RECORDS PROVIDED
________________________

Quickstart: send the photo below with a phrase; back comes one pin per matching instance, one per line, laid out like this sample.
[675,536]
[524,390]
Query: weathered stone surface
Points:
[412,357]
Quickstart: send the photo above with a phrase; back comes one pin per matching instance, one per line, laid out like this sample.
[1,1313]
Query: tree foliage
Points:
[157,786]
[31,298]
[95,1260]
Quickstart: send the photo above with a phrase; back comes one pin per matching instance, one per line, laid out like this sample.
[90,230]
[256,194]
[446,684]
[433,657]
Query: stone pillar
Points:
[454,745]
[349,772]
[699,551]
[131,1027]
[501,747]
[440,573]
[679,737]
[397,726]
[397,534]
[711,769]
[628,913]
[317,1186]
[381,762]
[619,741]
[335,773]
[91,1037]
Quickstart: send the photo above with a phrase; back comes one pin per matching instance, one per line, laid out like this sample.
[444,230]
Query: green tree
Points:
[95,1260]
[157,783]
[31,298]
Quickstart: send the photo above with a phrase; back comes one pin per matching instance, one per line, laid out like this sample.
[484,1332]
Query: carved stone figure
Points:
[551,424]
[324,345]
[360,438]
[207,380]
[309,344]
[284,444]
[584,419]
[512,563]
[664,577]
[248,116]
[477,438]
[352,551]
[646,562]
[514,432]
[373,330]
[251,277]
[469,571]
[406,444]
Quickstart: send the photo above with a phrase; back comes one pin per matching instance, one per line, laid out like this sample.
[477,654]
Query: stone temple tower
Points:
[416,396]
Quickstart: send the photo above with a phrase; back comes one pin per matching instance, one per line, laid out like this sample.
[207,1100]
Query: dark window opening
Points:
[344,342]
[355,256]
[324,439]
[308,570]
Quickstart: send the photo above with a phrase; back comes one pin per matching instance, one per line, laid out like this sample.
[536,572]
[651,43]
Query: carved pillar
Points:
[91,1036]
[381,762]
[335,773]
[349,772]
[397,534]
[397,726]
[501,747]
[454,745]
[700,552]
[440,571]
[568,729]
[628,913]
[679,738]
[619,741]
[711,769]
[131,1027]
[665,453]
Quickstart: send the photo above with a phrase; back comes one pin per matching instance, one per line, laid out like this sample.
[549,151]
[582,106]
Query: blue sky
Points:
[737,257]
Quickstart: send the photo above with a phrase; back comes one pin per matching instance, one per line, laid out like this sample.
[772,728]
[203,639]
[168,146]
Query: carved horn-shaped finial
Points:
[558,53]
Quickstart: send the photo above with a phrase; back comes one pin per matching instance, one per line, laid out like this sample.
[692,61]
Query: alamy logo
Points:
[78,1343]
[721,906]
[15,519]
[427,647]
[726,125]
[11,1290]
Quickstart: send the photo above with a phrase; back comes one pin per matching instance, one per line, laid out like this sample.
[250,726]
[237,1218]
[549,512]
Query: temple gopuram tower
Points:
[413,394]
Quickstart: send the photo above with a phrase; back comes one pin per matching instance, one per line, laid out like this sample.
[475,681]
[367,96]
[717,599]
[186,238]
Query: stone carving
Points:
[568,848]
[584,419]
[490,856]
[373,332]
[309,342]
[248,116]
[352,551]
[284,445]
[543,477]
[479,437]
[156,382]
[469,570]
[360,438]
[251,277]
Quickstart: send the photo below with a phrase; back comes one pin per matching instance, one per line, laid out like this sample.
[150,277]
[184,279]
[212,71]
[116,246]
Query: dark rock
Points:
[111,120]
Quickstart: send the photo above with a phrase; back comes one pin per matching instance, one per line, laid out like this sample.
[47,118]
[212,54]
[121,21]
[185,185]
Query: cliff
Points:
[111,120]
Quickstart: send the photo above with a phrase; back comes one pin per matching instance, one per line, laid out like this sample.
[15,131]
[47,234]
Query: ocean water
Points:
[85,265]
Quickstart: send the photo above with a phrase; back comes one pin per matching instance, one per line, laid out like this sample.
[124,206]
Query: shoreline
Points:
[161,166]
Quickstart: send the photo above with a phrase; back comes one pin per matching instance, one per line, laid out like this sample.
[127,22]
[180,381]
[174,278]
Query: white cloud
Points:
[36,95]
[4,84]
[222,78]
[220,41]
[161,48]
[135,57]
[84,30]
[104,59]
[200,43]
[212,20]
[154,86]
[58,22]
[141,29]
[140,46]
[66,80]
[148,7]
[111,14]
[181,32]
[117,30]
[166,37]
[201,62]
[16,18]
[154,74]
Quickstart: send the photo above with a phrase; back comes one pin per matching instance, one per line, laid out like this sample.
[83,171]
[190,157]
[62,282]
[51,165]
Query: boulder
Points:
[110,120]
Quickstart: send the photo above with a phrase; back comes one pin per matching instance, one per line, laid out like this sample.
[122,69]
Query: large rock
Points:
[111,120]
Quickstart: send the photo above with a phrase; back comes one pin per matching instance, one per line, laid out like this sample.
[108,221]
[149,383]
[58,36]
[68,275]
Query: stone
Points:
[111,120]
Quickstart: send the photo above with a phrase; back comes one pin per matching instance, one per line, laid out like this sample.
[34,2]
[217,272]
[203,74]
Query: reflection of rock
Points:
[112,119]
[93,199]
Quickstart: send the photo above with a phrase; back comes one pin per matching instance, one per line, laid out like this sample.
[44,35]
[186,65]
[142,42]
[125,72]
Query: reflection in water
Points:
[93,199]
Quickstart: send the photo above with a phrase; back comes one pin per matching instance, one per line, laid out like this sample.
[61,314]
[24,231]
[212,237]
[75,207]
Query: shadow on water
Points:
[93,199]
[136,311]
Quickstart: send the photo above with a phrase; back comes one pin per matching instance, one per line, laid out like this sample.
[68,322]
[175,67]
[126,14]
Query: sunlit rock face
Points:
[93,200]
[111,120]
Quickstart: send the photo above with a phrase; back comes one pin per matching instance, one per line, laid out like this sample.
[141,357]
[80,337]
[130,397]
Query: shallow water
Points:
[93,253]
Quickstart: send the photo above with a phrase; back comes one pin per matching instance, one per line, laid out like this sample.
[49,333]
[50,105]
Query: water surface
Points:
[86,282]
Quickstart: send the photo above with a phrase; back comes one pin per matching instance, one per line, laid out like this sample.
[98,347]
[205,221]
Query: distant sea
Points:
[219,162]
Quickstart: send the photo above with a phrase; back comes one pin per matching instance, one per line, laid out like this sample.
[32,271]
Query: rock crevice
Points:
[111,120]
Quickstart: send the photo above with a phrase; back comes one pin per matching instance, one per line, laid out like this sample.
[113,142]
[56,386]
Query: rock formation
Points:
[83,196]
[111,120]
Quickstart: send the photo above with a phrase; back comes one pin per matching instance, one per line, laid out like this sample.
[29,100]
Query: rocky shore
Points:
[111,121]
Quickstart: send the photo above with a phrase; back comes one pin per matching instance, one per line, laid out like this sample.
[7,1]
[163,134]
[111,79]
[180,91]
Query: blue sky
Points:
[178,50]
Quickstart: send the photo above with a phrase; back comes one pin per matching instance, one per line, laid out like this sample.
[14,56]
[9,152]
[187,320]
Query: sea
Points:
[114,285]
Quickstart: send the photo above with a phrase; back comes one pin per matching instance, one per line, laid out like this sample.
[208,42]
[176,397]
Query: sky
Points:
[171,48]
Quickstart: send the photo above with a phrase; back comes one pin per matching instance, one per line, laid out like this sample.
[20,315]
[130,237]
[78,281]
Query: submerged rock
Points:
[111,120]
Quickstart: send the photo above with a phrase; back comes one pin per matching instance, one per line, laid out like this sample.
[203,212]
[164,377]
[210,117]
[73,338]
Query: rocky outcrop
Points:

________________________

WORK TO COMPLETE
The full material has to be written out again exactly as shown.

RESPONSE AREA
Quickstart: send the photo below with a phrase; back comes one pin per matching instance, one per line, laid out like this sample.
[675,536]
[524,390]
Query: weathered stone surface
Points:
[412,357]
Quickstart: send the photo above with a phrase; back comes one pin per matching instance, one per line, laid out like this sample.
[1,1313]
Query: tree foliage
Points:
[157,786]
[31,298]
[95,1260]
Quickstart: send the photo above with a phrase; back comes one pin per matching instance, one per line, laid out like this sample.
[90,230]
[256,194]
[446,684]
[433,657]
Query: stone pillar
Points:
[454,745]
[349,772]
[699,551]
[131,1027]
[501,747]
[440,573]
[679,737]
[397,726]
[397,534]
[711,769]
[628,913]
[317,1186]
[381,762]
[619,741]
[335,773]
[91,1037]
Quickstart: send the photo above with a phrase; back comes one pin per matching instance, one per line, laid out like this sample.
[444,230]
Query: green tree
Points:
[95,1260]
[157,783]
[31,298]
Quickstart: send the photo above with a phrase; back comes one pin per matching instance, one per line, laid out like this sample.
[484,1332]
Query: carved stone figure
Points:
[551,424]
[324,345]
[360,438]
[207,380]
[309,344]
[284,444]
[584,419]
[512,563]
[664,577]
[248,116]
[477,438]
[352,551]
[646,562]
[514,432]
[373,330]
[251,277]
[469,571]
[406,444]
Quickstart: send the photo above with a phrase; back comes one pin per matching instance, one per line, laid out like this sample.
[477,654]
Query: stone temple tower
Points:
[416,396]
Quickstart: send the photo above with a phrase; back comes one pin per matching instance, one per line, laid out like this sample.
[207,1100]
Query: dark window opening
Points:
[344,342]
[355,256]
[324,439]
[308,570]
Quickstart: send the photo above with a phrase; back comes one pin per matching instance, one per line, laid out like this sample.
[536,572]
[651,43]
Query: carved pillar
Points:
[91,1036]
[381,762]
[335,773]
[349,772]
[397,534]
[397,726]
[501,747]
[454,745]
[700,552]
[440,571]
[568,729]
[628,913]
[679,738]
[619,741]
[711,769]
[131,1027]
[665,453]
Quickstart: send the photo above with a phrase; back comes one pin per matching instance, one per line, laid out like this sample.
[549,151]
[582,106]
Query: blue sky
Points:
[737,257]
Quickstart: send the photo above with a phrase; back comes one pin per matching instance, one per line, laid out like this sample.
[772,728]
[203,639]
[168,146]
Query: carved horn-shaped finial
Points:
[558,53]
Quickstart: send the photo above with a phrase; back comes one pin per matching instance, one per line, laid out like this sample.
[692,61]
Query: alamy logo
Points:
[78,1343]
[721,906]
[15,519]
[427,647]
[726,125]
[11,1290]
Quickstart: send the photo above with a phrase; back comes one pin per matching instance, one per line, laid out like this sample.
[250,726]
[237,1218]
[549,512]
Query: temple gopuram tower
Points:
[413,394]
Quickstart: send the photo above with a phrase; back comes one pin per matching instance, one per line, laid out like this sample.
[475,681]
[367,96]
[717,599]
[186,238]
Query: stone carving
Points:
[568,848]
[584,419]
[490,856]
[373,332]
[309,342]
[248,116]
[352,551]
[284,445]
[543,477]
[479,437]
[156,382]
[469,570]
[360,438]
[251,277]
Quickstart: send the photo below with a phrase; back comes one pin per matching instance, one per line, laid out like this sample.
[150,277]
[184,279]
[212,71]
[116,246]
Query: dark rock
Points:
[111,120]
Quickstart: send the photo above with a phrase; back comes one pin per matching instance, one per line, laid out like this sample.
[47,118]
[212,54]
[121,21]
[185,185]
Query: cliff
Points:
[111,120]
Quickstart: send the photo above with a phrase; back comes one pin per matching instance, one per line, laid out like this sample.
[15,131]
[47,234]
Query: ocean water
Points:
[85,265]
Quickstart: send the photo above with a phrase; back comes one pin per matching instance, one per line, laid out like this sample.
[124,206]
Query: shoreline
Points:
[161,166]
Quickstart: send the photo above with a phrase; back comes one pin per matching instance, one per line, laid out like this sample.
[127,22]
[180,381]
[174,278]
Query: white cloud
Points:
[36,95]
[4,84]
[222,78]
[220,41]
[161,48]
[135,57]
[84,30]
[104,59]
[200,43]
[212,20]
[154,86]
[58,22]
[141,29]
[140,46]
[66,80]
[148,7]
[111,14]
[181,32]
[117,30]
[166,37]
[201,62]
[16,18]
[154,74]
Quickstart: send the photo above with a phrase; back comes one pin per matching instance, one per line, laid out like this sample.
[83,171]
[190,157]
[62,282]
[51,165]
Query: boulder
Points:
[110,120]
Quickstart: send the photo above with a phrase; back comes one pin per matching instance, one per line, laid out like this sample.
[122,69]
Query: large rock
Points:
[111,120]
Quickstart: send the photo above with a phrase; back comes one pin per matching instance, one per line, laid out like this sample.
[108,221]
[149,383]
[58,36]
[68,275]
Query: stone
Points:
[111,120]
Quickstart: send the photo above with a phrase; back comes one pin per matching instance, one per line, laid out like this sample.
[34,2]
[217,272]
[203,74]
Query: reflection of rock
Points:
[112,119]
[93,199]
Quickstart: send the photo above with a phrase; back comes one pin per matching instance, one per line, laid out like this sample.
[44,35]
[186,65]
[142,42]
[125,72]
Query: reflection in water
Points:
[93,199]
Quickstart: send the photo above with a phrase; back comes one pin per matching instance, one per line, laid out like this sample.
[61,314]
[24,231]
[212,237]
[75,207]
Query: shadow on water
Points:
[93,199]
[136,311]
Quickstart: send the photo above with a phrase; back comes one pin per matching instance, one per line, laid out like this sample.
[68,322]
[175,67]
[126,14]
Query: sunlit rock face
Points:
[93,200]
[111,120]
Quickstart: send the photo above with a phrase; back comes one pin per matching instance, one per line, laid out like this sample.
[141,357]
[80,337]
[130,397]
Query: shallow water
Points:
[93,253]
Quickstart: send the photo above with a phrase; back comes one pin per matching instance, one per line, laid out like this sample.
[49,333]
[50,105]
Query: water surface
Points:
[86,282]
Quickstart: send the photo above with a phrase; back comes one pin per matching instance, one per line, laid out like this sample.
[98,347]
[205,221]
Query: distant sea
Points:
[219,162]
Quickstart: send the photo above with a phrase; back comes one pin per matching instance, one per line, laid out like this sample.
[32,271]
Query: rock crevice
Points:
[111,120]
Quickstart: send the photo above with a phrase; back comes one pin per matching instance, one per line, laid out like this sample.
[113,142]
[56,386]
Query: rock formation
Points:
[83,196]
[111,120]
Quickstart: send the photo above with a phrase; back comes one pin per matching instance, one per line, laid out like this sample.
[29,100]
Query: rocky shore
Points:
[111,121]
Quickstart: send the photo above with a phrase; back comes one pin per matching instance, one per line, laid out like this sample.
[7,1]
[163,134]
[111,79]
[180,91]
Query: blue sky
Points:
[178,50]
Quickstart: send the photo above with a phrase; back comes one pin per matching instance, one per line, laid out like this sample.
[14,56]
[9,152]
[187,320]
Query: sea
Points:
[114,285]
Quickstart: send the photo above with a phrase; back comes one pin per matching instance, one per line, laid out like this sample.
[208,42]
[176,397]
Query: sky
Points:
[171,48]
Quickstart: send the photo above with a phrase; back comes one pin per matching instance, one per line, laid out like this sample.
[20,315]
[130,237]
[78,281]
Query: submerged rock
Points:
[111,120]
Quickstart: send the photo above with a phrase; back comes one pin per matching instance, one per line, laid out like this sample.
[203,212]
[164,377]
[210,117]
[73,338]
Query: rocky outcrop
Points:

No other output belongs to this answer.